------ PROVIDED DATA ------
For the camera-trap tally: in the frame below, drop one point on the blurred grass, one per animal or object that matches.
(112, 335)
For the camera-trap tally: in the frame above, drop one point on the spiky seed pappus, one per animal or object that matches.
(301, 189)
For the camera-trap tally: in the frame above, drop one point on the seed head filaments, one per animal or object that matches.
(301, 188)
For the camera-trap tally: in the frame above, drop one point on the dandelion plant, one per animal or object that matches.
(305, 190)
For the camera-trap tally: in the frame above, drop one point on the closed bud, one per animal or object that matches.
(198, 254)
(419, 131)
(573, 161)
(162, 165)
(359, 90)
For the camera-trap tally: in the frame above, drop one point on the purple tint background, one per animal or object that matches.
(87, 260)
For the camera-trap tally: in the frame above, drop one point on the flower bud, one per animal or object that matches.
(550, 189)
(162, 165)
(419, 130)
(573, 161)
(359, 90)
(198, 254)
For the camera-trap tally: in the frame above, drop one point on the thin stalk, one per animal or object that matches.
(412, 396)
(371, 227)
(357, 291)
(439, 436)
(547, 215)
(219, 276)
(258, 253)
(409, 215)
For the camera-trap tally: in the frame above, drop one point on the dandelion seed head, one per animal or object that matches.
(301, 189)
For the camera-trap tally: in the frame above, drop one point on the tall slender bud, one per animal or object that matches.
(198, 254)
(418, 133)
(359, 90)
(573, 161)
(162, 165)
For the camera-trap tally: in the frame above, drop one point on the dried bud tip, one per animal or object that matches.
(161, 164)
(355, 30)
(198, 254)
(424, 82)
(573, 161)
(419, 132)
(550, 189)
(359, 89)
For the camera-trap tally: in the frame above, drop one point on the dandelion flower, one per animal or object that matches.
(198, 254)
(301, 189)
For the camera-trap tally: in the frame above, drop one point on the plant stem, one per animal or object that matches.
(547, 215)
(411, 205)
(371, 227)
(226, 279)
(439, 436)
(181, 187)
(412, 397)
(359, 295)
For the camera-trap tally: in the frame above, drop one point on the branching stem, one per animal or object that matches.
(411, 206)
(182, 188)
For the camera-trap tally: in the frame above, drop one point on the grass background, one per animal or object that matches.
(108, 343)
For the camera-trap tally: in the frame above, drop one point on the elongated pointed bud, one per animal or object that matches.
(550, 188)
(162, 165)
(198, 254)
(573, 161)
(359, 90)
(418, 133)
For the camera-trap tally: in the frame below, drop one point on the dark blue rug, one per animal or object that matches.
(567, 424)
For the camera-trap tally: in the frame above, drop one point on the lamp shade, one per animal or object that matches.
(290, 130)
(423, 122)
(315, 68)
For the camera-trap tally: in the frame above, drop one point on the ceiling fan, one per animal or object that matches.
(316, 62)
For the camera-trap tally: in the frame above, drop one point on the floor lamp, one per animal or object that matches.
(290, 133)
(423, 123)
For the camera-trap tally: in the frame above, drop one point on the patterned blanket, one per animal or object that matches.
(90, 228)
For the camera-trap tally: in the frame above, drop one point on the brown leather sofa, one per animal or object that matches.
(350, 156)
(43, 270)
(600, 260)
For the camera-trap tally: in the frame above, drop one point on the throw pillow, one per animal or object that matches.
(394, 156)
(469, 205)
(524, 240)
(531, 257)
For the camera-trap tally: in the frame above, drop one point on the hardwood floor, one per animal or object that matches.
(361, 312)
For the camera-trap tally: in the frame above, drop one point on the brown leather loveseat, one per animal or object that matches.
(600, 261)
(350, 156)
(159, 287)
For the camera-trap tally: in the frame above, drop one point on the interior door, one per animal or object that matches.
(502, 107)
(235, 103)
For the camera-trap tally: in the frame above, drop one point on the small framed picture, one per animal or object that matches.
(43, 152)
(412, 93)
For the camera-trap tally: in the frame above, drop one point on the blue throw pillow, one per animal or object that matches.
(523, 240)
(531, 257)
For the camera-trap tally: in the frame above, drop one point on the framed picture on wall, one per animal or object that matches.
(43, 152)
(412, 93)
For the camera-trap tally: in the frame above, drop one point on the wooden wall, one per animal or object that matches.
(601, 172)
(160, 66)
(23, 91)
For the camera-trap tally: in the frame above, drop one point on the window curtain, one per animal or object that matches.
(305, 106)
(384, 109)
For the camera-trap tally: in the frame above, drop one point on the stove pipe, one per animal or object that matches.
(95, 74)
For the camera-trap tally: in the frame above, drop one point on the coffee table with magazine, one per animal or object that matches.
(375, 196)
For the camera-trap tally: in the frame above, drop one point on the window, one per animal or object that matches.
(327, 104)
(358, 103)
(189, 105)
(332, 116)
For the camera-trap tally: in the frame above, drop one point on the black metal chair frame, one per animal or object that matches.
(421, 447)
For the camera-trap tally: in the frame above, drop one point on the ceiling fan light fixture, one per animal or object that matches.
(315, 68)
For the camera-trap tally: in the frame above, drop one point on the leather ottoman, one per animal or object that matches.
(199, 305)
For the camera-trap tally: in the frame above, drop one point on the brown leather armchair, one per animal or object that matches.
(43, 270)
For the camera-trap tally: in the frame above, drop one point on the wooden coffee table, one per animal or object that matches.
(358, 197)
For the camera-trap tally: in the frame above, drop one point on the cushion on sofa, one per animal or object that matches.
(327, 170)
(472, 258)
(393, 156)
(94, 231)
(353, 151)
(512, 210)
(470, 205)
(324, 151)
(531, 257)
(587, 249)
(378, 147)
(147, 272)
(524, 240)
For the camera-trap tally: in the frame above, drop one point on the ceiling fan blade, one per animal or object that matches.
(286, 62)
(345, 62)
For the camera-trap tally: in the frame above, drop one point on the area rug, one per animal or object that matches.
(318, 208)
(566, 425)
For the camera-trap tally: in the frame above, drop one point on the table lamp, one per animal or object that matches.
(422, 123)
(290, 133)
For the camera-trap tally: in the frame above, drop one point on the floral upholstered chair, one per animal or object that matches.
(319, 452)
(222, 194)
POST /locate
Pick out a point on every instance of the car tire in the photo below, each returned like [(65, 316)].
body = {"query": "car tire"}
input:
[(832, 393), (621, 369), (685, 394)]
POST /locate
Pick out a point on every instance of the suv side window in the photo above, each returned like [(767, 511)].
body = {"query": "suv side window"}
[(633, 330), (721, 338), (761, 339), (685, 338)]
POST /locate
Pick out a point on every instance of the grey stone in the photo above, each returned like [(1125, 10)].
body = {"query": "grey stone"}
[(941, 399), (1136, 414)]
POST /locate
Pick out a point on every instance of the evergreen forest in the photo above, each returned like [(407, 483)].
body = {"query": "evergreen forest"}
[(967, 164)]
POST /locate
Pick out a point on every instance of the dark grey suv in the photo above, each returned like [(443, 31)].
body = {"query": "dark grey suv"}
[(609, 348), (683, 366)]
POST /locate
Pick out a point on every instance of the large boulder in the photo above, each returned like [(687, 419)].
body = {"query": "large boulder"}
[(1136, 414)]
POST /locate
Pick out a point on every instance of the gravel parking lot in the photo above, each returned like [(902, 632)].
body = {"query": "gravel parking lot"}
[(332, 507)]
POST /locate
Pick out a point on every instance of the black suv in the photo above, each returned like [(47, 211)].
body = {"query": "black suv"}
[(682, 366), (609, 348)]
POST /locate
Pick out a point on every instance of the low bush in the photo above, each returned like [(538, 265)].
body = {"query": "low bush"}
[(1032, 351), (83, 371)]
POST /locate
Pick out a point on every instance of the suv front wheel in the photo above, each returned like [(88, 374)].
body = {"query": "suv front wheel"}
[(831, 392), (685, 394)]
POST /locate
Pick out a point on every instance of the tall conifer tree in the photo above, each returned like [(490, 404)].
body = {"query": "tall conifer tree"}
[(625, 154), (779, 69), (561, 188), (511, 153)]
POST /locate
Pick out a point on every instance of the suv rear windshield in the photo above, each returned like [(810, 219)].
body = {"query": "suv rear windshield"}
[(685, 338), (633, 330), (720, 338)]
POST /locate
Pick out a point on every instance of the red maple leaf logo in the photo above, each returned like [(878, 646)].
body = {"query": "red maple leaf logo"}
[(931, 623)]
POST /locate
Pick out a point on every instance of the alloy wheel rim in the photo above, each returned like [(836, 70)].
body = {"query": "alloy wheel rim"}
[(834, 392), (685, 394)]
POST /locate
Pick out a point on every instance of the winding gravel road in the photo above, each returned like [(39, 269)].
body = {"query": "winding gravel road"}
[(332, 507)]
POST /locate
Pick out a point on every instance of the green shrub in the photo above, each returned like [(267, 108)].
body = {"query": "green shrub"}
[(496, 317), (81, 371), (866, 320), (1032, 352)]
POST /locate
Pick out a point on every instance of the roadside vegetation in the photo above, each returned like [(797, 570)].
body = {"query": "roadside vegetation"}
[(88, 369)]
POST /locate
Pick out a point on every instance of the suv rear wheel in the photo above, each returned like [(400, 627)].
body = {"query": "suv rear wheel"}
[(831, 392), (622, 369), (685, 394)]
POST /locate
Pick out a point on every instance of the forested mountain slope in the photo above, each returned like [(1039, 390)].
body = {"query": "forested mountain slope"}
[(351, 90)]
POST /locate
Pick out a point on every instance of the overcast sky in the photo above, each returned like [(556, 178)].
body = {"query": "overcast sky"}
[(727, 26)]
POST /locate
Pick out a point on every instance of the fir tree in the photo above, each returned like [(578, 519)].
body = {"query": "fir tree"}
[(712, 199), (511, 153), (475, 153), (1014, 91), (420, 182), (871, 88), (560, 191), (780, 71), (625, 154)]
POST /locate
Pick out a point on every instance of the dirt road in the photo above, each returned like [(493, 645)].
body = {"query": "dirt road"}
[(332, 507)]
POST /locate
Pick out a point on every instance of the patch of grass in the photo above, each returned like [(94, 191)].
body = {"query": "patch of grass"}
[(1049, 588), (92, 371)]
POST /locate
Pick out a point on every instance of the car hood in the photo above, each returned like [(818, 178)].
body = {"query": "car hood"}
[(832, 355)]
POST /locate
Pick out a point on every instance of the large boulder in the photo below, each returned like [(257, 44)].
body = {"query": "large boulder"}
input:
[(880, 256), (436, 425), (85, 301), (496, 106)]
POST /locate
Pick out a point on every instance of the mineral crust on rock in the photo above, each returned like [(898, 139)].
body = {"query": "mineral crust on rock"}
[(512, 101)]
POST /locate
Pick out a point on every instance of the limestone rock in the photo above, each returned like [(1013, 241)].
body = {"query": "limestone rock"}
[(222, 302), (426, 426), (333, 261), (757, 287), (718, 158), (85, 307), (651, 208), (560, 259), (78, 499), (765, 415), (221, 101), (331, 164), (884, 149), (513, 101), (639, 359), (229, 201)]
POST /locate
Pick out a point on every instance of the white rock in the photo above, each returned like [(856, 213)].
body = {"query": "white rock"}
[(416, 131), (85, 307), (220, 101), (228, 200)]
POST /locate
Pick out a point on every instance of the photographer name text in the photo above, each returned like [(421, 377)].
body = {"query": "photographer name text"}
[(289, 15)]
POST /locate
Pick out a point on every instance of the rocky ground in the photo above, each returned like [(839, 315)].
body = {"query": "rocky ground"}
------
## WHAT IS REQUIRED
Gather every line of the data above that contains the word "background", and copy each one out. Treat uppercase and lowercase as different.

## REPLY TO THE TASK
For the camera-trap tally: in the frame above, drop one point on the purple tint background, one per animal or object that matches.
For the camera-trap tally: in the frame above, drop one point on the grass background, one per animal or object that matches.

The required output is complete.